> **Required task**
Using the entries below, output exactly the line containing "Target: green moss" and all lines that follow it to the end.

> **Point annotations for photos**
_ _ _ _ _

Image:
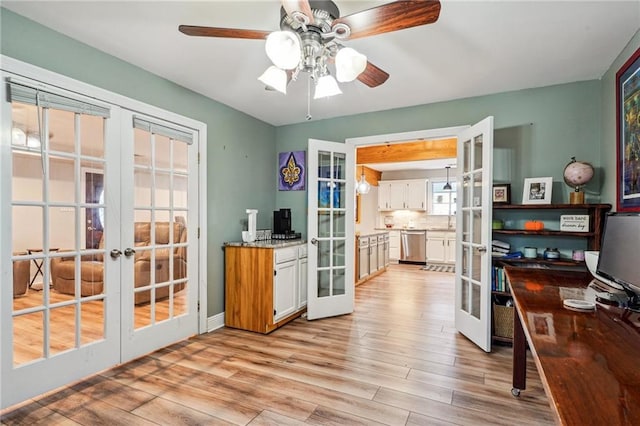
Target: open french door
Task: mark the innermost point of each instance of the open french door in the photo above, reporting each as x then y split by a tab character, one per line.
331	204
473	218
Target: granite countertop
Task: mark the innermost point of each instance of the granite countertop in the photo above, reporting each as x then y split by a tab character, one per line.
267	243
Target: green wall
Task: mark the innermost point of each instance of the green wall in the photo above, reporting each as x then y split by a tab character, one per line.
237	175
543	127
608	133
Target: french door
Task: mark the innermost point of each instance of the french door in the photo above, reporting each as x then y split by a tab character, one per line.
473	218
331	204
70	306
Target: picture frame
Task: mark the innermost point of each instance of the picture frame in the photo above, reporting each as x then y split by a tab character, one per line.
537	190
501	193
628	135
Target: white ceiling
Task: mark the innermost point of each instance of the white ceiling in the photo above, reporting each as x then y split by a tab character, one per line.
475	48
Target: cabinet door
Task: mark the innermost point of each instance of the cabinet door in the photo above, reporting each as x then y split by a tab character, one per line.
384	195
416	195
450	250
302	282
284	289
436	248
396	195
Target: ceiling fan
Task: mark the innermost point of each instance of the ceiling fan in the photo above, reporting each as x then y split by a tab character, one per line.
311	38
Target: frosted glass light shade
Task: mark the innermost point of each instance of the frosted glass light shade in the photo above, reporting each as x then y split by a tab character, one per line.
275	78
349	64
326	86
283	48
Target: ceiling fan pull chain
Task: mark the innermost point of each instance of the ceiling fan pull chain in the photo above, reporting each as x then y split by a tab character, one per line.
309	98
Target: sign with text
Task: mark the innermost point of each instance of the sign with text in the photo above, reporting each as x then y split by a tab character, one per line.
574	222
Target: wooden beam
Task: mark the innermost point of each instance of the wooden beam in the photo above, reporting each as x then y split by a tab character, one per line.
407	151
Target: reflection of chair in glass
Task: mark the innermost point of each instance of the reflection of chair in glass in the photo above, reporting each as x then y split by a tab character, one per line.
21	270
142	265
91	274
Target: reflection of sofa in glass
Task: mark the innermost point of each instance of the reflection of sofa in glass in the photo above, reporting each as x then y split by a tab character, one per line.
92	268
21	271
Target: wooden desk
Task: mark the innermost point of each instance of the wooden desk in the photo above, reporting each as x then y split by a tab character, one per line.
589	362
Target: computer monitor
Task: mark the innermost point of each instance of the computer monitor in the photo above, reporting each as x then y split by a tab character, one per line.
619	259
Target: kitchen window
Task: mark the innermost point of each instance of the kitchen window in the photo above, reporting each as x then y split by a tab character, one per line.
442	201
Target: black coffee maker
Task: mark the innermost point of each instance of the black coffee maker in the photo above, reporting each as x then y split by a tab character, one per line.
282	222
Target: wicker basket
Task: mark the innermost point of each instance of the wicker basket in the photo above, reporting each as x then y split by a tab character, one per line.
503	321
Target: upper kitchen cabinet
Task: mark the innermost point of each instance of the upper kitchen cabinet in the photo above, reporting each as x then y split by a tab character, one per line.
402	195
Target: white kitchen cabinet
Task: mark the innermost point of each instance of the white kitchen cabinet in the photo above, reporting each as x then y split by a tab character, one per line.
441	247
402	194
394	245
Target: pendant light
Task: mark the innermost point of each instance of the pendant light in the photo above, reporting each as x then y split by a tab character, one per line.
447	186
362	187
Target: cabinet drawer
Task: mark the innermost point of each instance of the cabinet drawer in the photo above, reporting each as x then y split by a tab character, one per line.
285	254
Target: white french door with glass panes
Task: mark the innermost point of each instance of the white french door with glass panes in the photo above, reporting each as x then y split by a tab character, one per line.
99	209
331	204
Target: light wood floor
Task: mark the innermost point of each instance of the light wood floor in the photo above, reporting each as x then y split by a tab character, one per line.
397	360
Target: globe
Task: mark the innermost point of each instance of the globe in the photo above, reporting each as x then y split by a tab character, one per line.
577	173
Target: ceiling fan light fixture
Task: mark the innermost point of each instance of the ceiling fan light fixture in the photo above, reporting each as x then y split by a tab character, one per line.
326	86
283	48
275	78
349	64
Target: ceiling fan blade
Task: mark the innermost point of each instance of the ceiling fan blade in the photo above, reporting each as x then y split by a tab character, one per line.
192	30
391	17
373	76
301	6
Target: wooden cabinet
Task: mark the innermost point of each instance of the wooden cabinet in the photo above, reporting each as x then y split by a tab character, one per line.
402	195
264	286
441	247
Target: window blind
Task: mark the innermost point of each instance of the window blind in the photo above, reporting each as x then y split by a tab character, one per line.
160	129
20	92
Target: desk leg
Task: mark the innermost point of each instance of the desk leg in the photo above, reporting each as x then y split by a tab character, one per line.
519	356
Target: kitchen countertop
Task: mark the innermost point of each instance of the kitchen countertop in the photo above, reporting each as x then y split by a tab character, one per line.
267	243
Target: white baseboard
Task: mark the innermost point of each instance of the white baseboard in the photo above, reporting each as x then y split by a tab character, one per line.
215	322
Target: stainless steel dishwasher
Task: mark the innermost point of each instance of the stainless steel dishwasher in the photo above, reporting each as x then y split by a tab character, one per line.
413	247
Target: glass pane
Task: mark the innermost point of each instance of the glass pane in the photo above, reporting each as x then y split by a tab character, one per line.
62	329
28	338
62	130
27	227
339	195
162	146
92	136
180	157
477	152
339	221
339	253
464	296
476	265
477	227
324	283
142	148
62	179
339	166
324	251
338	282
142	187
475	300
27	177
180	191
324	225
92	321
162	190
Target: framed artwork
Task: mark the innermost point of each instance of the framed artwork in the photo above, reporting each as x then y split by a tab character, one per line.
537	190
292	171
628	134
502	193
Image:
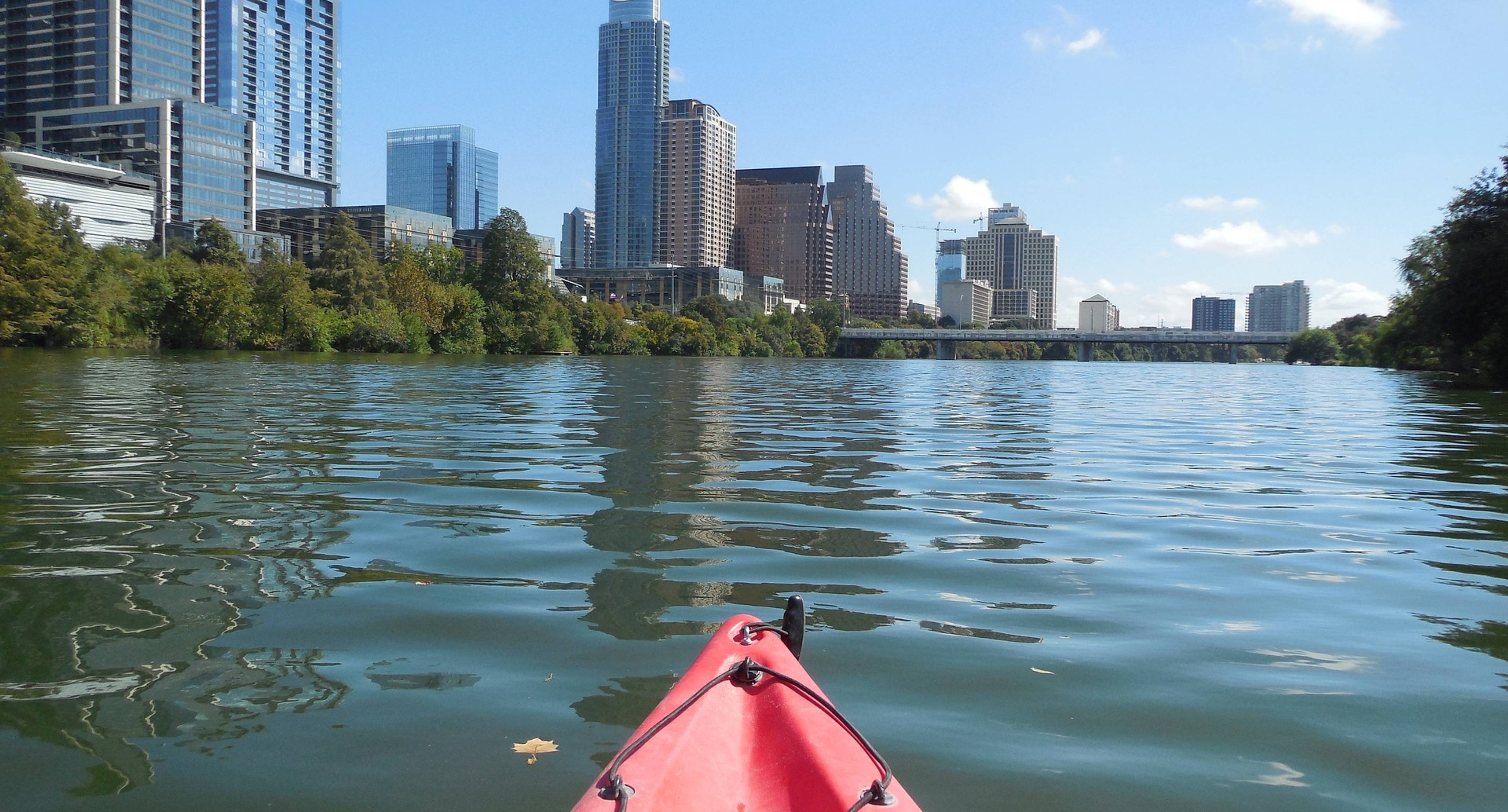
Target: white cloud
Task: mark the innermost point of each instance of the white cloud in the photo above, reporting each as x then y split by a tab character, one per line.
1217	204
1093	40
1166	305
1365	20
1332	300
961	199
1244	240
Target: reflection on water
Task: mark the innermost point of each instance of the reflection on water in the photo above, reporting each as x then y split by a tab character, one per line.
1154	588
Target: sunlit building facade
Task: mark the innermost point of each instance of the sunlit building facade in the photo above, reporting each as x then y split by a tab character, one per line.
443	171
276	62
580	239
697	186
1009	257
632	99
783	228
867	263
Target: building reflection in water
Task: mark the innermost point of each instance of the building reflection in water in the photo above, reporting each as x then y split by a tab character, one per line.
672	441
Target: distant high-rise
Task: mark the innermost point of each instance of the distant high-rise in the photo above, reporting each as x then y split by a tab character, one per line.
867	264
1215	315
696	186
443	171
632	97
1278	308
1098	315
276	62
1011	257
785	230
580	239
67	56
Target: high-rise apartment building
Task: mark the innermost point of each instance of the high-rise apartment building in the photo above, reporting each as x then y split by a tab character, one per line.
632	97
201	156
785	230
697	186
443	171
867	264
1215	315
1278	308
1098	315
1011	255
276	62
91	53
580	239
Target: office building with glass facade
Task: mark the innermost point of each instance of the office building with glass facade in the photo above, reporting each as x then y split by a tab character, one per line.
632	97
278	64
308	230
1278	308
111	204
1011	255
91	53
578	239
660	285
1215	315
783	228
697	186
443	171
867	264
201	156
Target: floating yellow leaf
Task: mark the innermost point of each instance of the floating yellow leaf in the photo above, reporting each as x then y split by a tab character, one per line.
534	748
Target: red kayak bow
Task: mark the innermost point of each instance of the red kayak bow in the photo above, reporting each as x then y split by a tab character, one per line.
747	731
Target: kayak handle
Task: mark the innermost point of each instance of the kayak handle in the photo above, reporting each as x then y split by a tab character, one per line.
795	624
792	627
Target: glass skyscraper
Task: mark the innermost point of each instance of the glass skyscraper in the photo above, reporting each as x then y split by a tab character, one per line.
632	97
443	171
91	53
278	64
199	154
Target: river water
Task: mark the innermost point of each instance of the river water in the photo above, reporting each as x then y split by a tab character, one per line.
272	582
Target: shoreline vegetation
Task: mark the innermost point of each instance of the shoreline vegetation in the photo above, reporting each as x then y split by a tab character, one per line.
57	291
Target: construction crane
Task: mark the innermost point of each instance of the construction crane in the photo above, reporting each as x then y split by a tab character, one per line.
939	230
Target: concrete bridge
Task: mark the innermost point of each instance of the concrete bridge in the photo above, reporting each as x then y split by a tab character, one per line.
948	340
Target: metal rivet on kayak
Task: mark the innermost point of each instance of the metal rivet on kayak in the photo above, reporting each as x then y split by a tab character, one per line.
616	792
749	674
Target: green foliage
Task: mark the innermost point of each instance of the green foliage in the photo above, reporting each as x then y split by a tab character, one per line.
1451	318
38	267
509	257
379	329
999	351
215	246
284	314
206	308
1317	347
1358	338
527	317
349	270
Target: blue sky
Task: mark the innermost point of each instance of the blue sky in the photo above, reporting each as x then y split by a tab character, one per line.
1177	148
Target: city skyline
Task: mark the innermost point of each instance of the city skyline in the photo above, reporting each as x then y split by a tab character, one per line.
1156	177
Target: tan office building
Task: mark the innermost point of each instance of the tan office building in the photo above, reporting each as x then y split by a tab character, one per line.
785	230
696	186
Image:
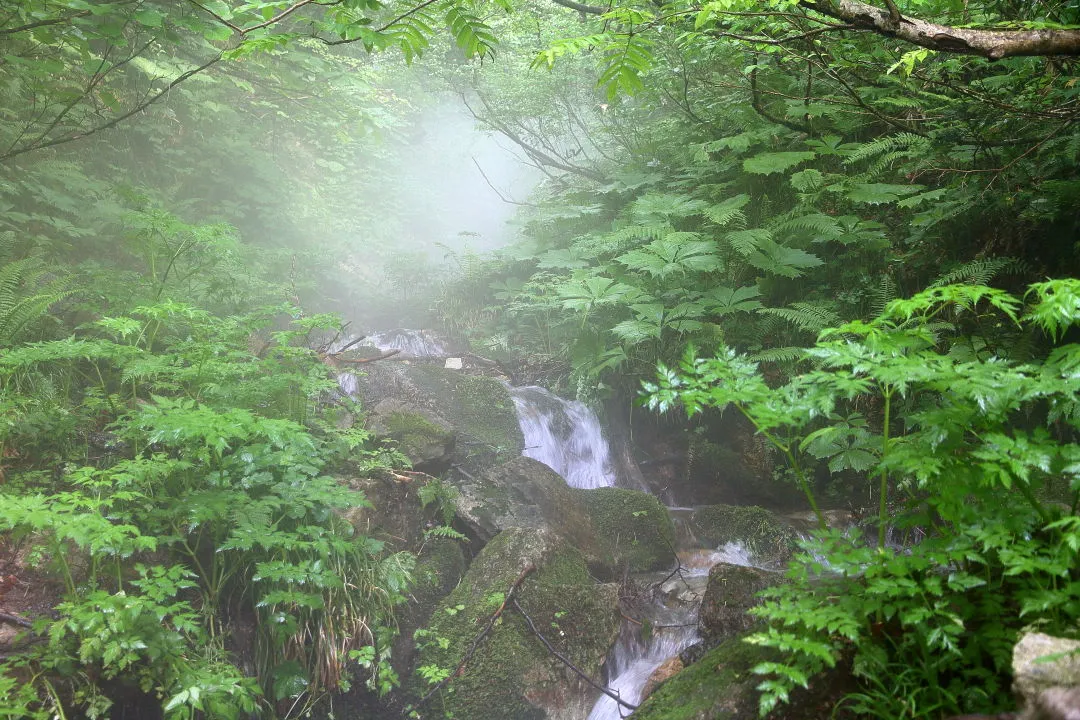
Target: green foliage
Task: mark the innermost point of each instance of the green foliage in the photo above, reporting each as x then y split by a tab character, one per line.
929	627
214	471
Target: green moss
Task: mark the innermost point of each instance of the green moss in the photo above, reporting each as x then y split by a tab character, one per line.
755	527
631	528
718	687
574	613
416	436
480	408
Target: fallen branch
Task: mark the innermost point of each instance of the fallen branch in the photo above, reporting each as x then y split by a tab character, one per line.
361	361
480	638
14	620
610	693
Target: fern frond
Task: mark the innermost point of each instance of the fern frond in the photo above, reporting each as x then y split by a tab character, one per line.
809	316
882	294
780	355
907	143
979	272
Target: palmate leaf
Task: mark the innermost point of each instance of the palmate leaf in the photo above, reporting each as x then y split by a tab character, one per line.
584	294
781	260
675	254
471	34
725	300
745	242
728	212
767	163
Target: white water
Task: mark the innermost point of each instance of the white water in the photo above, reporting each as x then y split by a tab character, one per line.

_ _ _ _ _

> **Task answer**
Target: green moss
Task: mark the innermost point of each instance of the green moss in the photo above, reporting each as x then y split by a tab character, one per line.
755	527
631	528
718	687
574	613
416	436
480	408
Target: fallen branch
Task: mark the innermost point of each instance of the fallen branch in the photo above, reporting each as x then y split by a tab character, one per line.
361	361
480	638
14	620
610	693
Target: fern frond
Task: mark the innermost point of each instance of the fern frond in the photo above, reporting each as x then y split by a tab character, one per line.
809	316
882	294
780	355
907	143
979	272
Target: palmate leaf
Task: mark the innermost point of each instance of the palmate leaf in the photo above, reporting each as x then y split by a tab character, one per line.
584	294
781	260
675	254
471	34
725	300
745	242
728	212
767	163
Target: white water
Task: mark the innermost point of each instance of the white water in the photo above, reporting each as x then y split by a tab character, one per line.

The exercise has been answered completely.